Dataset entries

§ §

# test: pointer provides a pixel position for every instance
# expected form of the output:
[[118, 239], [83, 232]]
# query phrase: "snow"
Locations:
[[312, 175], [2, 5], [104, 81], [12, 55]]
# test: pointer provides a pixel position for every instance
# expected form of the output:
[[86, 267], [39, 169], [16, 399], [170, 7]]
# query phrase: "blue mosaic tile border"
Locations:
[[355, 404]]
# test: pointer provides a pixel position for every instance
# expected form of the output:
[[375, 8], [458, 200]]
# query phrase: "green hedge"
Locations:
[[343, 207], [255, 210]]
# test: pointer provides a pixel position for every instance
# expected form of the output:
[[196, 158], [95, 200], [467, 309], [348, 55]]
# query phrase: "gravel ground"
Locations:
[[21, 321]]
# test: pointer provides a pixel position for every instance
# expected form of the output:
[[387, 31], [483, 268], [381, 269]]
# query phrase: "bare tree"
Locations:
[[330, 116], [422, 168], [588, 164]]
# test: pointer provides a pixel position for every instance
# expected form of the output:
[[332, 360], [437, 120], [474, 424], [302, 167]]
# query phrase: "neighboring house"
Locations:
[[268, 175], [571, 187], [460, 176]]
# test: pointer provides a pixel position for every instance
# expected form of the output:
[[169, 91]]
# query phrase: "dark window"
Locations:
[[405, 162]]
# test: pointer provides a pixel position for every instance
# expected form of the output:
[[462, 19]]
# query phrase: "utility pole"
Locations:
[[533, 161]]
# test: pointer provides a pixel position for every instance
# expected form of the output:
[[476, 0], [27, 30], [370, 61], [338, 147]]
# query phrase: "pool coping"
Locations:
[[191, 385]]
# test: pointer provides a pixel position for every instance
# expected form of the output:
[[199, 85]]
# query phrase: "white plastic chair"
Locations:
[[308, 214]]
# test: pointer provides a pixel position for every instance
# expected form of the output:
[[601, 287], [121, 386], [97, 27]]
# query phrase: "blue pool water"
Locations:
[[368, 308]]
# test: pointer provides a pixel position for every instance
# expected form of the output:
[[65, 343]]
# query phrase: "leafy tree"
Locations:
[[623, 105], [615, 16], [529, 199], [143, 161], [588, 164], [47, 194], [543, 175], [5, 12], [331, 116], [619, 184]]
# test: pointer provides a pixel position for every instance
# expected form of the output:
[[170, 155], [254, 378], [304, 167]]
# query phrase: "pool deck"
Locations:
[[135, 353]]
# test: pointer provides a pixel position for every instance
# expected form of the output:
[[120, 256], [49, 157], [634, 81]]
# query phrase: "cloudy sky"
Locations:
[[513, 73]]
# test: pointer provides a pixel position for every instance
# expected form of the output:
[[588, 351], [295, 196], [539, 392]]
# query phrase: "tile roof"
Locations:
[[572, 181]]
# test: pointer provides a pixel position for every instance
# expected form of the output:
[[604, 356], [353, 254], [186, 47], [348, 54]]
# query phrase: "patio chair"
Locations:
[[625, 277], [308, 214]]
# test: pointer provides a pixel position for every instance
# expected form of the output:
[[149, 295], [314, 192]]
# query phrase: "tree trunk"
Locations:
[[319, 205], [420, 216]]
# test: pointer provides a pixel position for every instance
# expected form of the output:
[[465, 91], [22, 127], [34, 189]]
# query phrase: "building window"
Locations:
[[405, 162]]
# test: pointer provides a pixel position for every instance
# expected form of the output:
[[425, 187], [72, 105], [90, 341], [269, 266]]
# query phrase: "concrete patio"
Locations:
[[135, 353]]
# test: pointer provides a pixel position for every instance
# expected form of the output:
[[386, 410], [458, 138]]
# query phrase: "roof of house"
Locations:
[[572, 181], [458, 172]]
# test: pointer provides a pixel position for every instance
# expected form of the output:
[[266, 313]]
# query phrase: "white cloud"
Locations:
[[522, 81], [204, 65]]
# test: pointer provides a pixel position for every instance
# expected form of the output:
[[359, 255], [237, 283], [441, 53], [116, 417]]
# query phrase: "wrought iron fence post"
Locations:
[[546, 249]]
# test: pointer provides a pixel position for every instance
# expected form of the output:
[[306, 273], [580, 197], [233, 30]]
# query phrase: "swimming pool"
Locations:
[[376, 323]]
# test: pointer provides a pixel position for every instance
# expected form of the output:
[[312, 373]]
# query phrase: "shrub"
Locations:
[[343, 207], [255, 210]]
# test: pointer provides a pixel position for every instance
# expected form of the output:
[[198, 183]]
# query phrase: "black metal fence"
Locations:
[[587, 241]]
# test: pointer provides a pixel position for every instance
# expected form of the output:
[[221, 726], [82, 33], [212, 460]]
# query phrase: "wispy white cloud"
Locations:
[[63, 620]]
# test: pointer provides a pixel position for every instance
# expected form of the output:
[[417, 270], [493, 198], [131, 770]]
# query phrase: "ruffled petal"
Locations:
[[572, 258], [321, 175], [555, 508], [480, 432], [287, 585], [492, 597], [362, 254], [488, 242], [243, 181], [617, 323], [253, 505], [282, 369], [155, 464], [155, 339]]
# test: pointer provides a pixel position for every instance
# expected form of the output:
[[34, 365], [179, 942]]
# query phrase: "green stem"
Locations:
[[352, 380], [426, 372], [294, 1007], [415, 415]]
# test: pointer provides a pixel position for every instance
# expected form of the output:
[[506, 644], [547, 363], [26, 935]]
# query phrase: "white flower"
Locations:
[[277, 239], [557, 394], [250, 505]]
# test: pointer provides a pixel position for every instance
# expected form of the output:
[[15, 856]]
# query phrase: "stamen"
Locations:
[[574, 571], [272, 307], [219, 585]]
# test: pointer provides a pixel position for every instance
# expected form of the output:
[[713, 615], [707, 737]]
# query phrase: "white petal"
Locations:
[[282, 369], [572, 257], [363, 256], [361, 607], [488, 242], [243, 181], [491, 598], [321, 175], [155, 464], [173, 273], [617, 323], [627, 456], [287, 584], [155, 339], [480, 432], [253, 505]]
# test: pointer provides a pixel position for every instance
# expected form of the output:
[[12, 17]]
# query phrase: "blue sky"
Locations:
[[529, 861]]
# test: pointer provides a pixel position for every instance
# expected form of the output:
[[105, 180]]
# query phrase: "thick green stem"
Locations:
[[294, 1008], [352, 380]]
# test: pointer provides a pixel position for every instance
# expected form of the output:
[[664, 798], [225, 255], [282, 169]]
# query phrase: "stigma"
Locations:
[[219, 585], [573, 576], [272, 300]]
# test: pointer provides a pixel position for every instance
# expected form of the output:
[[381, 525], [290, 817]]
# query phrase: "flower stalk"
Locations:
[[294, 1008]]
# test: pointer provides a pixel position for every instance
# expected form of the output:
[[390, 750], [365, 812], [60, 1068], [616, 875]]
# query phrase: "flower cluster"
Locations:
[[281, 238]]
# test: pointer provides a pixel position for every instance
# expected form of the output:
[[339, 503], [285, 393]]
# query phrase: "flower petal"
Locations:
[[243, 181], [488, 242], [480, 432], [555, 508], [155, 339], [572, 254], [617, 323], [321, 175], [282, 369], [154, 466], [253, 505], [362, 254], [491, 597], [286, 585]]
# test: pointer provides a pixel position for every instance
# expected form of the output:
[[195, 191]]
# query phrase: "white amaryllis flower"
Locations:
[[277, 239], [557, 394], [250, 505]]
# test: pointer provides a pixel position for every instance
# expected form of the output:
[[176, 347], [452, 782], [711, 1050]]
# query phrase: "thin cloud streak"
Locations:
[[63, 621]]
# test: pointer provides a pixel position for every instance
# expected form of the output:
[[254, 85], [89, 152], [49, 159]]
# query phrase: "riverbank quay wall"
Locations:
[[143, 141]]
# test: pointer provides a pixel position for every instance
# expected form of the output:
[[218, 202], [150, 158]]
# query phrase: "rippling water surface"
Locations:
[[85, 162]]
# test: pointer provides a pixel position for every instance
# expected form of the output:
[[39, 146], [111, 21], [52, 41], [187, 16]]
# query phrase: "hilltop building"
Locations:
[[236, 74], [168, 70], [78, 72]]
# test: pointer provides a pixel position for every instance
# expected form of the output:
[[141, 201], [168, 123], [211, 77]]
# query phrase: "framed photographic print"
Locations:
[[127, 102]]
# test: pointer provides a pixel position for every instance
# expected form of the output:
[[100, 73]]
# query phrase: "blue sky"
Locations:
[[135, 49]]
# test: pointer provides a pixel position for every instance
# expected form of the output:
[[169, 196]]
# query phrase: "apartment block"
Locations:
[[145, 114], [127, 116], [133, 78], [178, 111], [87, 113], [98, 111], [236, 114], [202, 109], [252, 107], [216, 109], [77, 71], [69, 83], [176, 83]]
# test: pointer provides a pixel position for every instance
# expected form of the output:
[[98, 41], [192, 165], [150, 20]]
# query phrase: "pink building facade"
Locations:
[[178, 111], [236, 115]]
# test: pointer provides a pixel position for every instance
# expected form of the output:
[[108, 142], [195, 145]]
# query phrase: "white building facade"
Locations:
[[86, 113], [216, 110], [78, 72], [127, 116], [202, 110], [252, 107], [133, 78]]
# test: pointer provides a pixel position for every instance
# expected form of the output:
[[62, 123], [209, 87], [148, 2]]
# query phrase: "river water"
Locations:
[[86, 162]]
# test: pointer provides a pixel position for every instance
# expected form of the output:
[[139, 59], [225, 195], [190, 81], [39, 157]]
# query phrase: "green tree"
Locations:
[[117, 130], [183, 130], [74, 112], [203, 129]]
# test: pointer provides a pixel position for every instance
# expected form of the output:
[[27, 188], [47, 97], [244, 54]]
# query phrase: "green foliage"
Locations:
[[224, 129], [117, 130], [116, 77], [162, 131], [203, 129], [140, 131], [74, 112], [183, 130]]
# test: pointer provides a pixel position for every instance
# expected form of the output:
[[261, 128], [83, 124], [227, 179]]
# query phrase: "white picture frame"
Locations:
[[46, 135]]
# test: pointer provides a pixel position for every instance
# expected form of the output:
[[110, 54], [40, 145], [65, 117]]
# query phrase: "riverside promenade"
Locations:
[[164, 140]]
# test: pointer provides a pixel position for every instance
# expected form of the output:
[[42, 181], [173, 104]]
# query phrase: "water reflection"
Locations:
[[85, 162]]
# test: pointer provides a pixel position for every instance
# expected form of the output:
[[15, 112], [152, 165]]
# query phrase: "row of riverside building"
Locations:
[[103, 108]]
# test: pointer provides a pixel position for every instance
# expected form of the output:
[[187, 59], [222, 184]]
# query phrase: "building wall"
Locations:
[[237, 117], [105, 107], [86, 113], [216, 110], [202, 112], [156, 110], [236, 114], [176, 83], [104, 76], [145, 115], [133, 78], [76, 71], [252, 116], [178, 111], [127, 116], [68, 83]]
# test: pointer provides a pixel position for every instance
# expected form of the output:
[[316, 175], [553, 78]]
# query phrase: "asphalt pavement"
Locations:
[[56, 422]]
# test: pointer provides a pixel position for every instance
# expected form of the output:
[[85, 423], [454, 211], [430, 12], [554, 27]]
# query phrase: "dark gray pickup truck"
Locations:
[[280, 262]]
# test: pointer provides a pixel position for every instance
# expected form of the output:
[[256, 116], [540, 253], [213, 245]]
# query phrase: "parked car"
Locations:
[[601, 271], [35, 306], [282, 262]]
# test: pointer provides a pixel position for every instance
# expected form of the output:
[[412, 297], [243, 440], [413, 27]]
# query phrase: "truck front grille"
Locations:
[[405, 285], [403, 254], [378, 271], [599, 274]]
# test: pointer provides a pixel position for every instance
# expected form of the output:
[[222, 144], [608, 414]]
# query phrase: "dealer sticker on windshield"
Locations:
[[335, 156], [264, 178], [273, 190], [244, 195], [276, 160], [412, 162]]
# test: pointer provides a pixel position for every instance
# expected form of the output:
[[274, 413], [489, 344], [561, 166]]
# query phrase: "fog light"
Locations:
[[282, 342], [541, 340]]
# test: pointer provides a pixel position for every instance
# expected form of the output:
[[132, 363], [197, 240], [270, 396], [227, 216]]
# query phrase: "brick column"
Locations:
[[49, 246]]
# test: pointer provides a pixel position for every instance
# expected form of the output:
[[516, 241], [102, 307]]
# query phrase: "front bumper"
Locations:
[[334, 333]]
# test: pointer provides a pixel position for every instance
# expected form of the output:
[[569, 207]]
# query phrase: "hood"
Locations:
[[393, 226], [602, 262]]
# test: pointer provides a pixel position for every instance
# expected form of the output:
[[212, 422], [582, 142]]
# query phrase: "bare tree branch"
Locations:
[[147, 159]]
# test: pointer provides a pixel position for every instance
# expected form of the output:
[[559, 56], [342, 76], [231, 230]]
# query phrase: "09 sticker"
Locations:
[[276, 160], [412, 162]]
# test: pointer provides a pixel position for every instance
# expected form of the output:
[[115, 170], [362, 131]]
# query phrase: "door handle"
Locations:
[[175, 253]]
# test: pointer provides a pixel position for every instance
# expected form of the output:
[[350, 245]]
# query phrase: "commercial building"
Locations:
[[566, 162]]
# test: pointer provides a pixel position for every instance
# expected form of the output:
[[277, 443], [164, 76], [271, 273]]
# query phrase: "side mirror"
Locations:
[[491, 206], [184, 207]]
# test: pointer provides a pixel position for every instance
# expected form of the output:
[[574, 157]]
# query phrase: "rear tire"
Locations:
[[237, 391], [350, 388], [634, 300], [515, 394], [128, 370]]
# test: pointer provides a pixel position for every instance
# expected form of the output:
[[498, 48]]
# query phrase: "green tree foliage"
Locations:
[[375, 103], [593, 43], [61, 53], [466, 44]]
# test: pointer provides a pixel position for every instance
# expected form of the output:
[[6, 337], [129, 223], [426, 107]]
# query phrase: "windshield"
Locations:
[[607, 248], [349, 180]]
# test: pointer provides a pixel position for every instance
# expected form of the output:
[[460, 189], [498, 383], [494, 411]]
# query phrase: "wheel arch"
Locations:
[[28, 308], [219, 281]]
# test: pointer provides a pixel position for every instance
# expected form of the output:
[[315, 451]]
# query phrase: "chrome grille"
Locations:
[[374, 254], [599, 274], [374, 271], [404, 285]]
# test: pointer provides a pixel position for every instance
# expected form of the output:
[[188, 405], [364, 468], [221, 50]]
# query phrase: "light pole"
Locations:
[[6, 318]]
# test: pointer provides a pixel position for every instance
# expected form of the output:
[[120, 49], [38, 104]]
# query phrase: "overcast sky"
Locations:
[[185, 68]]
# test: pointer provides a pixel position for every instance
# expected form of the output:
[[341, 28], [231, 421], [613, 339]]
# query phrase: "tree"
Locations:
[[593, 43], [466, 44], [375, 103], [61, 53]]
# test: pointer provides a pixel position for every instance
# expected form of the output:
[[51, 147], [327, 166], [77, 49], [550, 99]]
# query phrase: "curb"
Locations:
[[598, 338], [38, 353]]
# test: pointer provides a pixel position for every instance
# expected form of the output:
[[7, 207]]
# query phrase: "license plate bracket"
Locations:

§ §

## What you need to do
Locate the lines above that hold the word "pool". Show every one of them.

## Task result
# query phrase: "pool coping"
# query phrase: "blue pool water"
# query phrase: "pool deck"
# query phrase: "swimming pool"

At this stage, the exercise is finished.